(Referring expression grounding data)
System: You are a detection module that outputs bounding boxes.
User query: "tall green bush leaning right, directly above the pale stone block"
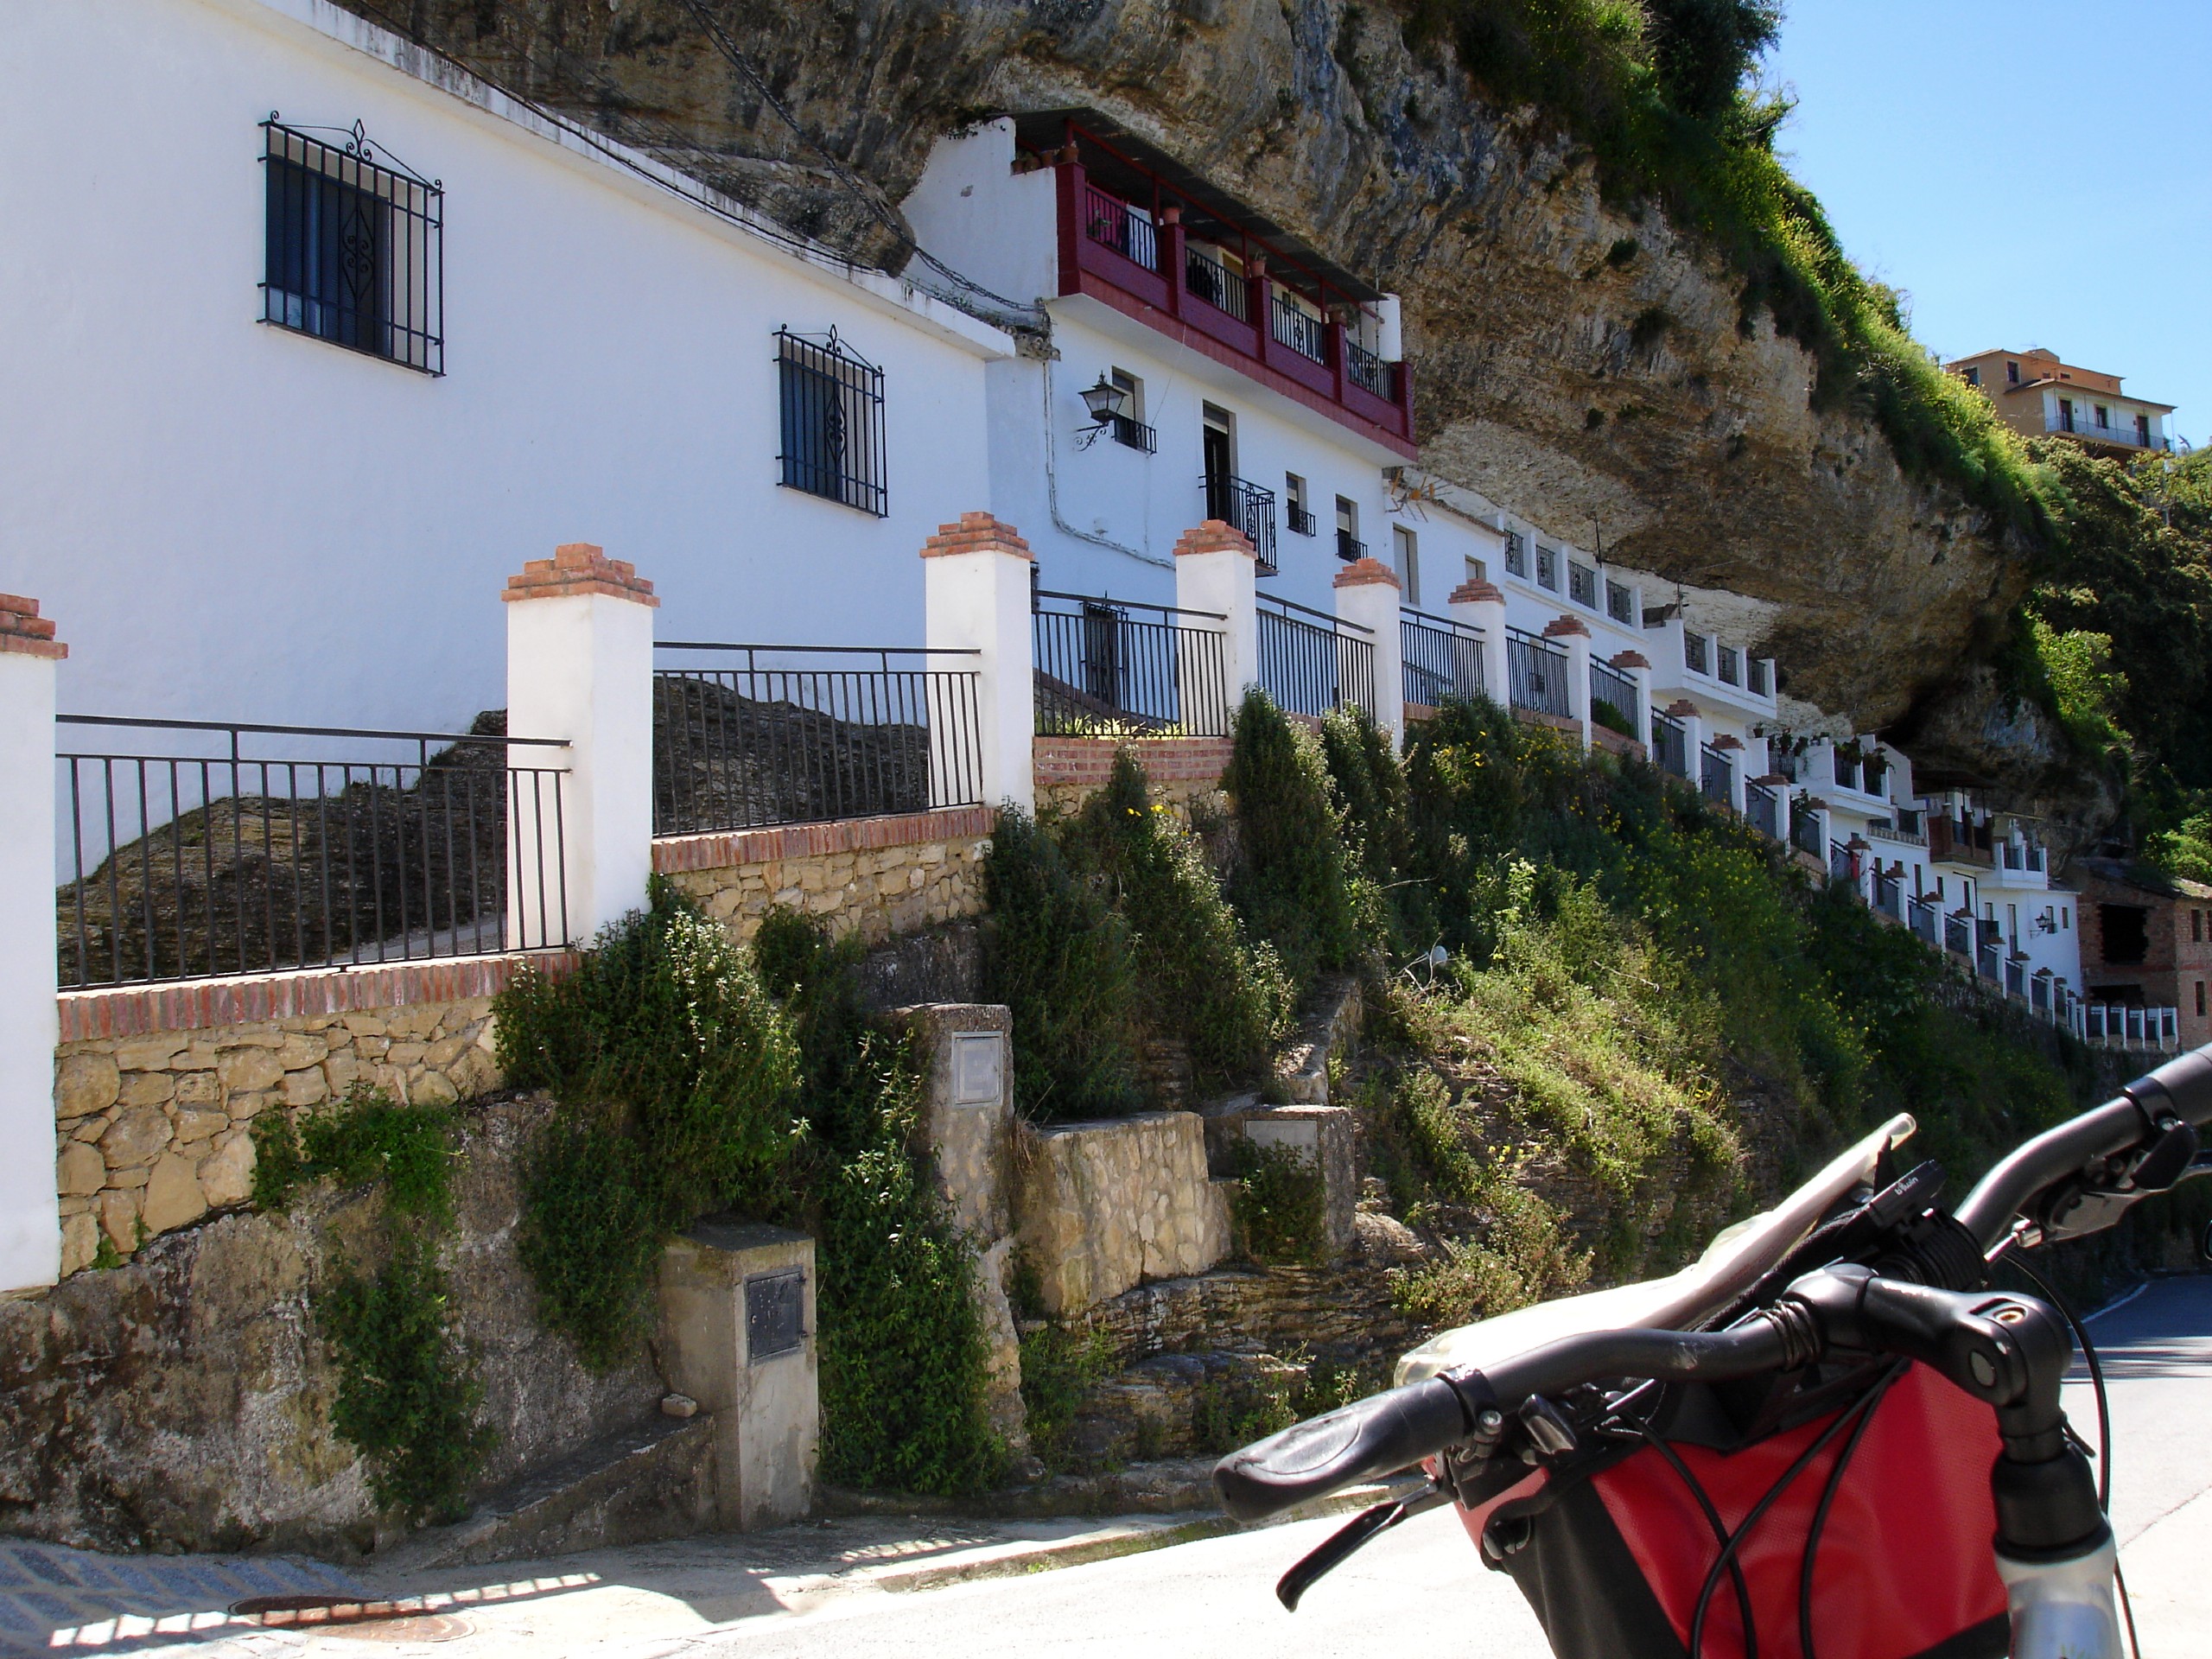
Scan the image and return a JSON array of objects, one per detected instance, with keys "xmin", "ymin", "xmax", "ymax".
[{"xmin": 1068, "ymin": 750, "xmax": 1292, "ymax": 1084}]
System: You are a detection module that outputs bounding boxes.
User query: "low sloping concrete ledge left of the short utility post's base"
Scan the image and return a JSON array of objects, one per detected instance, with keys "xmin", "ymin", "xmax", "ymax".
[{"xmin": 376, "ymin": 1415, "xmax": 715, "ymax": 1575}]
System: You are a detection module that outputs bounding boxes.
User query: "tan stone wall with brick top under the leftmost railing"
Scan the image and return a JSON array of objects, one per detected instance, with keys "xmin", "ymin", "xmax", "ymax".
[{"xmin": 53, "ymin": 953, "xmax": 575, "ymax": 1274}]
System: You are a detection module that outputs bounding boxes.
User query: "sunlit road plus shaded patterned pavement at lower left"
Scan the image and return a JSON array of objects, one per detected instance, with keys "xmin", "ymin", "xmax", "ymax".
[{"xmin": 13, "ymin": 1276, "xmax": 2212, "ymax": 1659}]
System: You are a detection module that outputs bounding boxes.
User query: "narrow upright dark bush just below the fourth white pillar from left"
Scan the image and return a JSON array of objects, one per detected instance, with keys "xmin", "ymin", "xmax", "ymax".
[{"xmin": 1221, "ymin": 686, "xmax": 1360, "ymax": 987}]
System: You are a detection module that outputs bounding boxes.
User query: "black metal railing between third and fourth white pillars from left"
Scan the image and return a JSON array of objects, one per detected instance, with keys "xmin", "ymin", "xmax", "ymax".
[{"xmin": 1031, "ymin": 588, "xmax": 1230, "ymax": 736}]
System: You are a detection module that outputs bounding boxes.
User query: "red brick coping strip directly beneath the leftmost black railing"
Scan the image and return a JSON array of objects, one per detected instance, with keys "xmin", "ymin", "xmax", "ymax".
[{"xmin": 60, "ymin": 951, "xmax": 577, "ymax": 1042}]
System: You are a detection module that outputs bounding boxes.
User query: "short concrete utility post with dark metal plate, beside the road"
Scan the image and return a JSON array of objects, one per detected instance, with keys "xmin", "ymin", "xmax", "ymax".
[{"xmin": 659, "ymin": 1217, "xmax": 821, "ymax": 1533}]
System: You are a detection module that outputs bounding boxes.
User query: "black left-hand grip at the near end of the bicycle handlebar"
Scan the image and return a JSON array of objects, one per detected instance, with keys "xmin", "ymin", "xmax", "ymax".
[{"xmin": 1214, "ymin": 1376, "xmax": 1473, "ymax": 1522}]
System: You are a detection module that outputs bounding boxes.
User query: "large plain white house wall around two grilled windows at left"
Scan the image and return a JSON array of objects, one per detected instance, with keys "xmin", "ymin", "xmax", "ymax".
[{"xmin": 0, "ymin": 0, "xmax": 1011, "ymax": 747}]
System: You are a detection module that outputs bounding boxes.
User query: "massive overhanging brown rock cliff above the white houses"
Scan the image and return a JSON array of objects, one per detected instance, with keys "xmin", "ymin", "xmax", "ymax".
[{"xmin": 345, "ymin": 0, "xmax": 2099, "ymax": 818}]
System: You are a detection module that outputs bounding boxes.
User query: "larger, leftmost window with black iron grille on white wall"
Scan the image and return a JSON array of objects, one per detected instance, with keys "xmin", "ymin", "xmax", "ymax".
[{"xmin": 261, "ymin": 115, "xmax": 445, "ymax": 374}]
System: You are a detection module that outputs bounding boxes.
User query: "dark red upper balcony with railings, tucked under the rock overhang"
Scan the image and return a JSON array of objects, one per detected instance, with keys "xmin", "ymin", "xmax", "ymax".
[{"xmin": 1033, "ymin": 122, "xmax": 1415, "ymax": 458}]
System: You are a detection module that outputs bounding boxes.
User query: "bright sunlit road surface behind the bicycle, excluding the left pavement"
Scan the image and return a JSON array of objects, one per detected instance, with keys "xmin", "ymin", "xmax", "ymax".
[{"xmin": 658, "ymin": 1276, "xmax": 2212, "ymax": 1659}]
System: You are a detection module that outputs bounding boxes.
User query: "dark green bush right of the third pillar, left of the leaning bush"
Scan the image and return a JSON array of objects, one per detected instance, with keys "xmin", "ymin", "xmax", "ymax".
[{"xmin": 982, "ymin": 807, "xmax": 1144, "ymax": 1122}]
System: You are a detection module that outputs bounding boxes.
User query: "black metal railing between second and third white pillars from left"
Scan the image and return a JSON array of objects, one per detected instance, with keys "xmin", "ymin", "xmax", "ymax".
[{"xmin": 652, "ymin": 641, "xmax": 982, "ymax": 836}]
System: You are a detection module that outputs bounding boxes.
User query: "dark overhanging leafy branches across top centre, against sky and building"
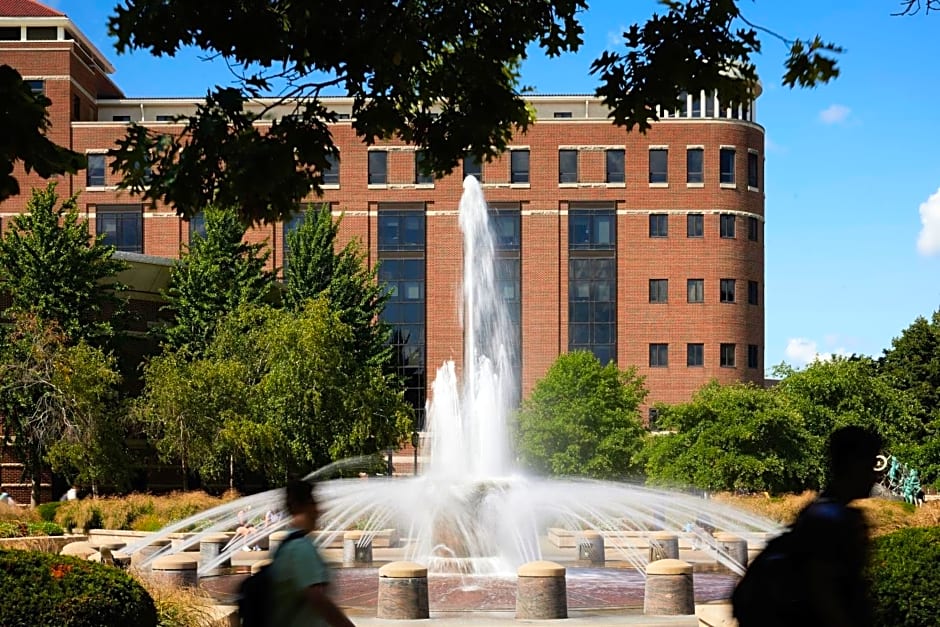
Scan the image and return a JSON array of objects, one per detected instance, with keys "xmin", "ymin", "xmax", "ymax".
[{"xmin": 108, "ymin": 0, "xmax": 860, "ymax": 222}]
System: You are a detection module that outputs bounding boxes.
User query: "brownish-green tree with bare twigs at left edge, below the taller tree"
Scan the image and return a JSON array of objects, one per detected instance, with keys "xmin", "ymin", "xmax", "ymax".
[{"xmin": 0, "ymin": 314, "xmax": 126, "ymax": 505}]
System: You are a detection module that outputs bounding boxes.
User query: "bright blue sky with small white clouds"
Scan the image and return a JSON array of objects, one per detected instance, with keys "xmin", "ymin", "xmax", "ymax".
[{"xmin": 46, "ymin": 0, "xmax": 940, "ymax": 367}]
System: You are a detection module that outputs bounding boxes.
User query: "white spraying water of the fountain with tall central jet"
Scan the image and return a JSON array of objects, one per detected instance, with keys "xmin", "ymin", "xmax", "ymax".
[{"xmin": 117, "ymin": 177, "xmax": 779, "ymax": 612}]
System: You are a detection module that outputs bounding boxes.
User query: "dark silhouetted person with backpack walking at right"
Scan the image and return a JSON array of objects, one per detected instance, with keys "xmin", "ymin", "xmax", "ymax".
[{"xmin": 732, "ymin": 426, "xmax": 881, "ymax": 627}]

• _Problem details_:
Copy word for word the lines above, starting at the line containing "railing between second" and ending at the line containing "blue sky with", inclusive, with no pictures.

• _Answer to this exercise_:
User query: "black metal railing between second and third white pillars from left"
Scan the image and return a JSON array of objects, one per detected instance, with keys "xmin", "ymin", "xmax", "ymax".
[{"xmin": 652, "ymin": 641, "xmax": 982, "ymax": 836}]
System: You are a detection module that outputs bounding boxes.
User query: "dark overhanging leafy branches across top centre, against sky and building"
Scan the image and return a JSON array of objects, one per detected instance, with keys "xmin", "ymin", "xmax", "ymax".
[{"xmin": 108, "ymin": 0, "xmax": 860, "ymax": 222}]
System: You are a detection module that outputs bounding boxes.
User query: "brownish-green tree with bare twigs at left edge, below the taller tree"
Scan the image and return a JSON array of objects, one per detected instance, with keys "xmin", "ymin", "xmax", "ymax".
[{"xmin": 0, "ymin": 314, "xmax": 126, "ymax": 505}]
System: You are a detection module that outputs bounding boxes.
User query: "bright blue sky with small white clouds"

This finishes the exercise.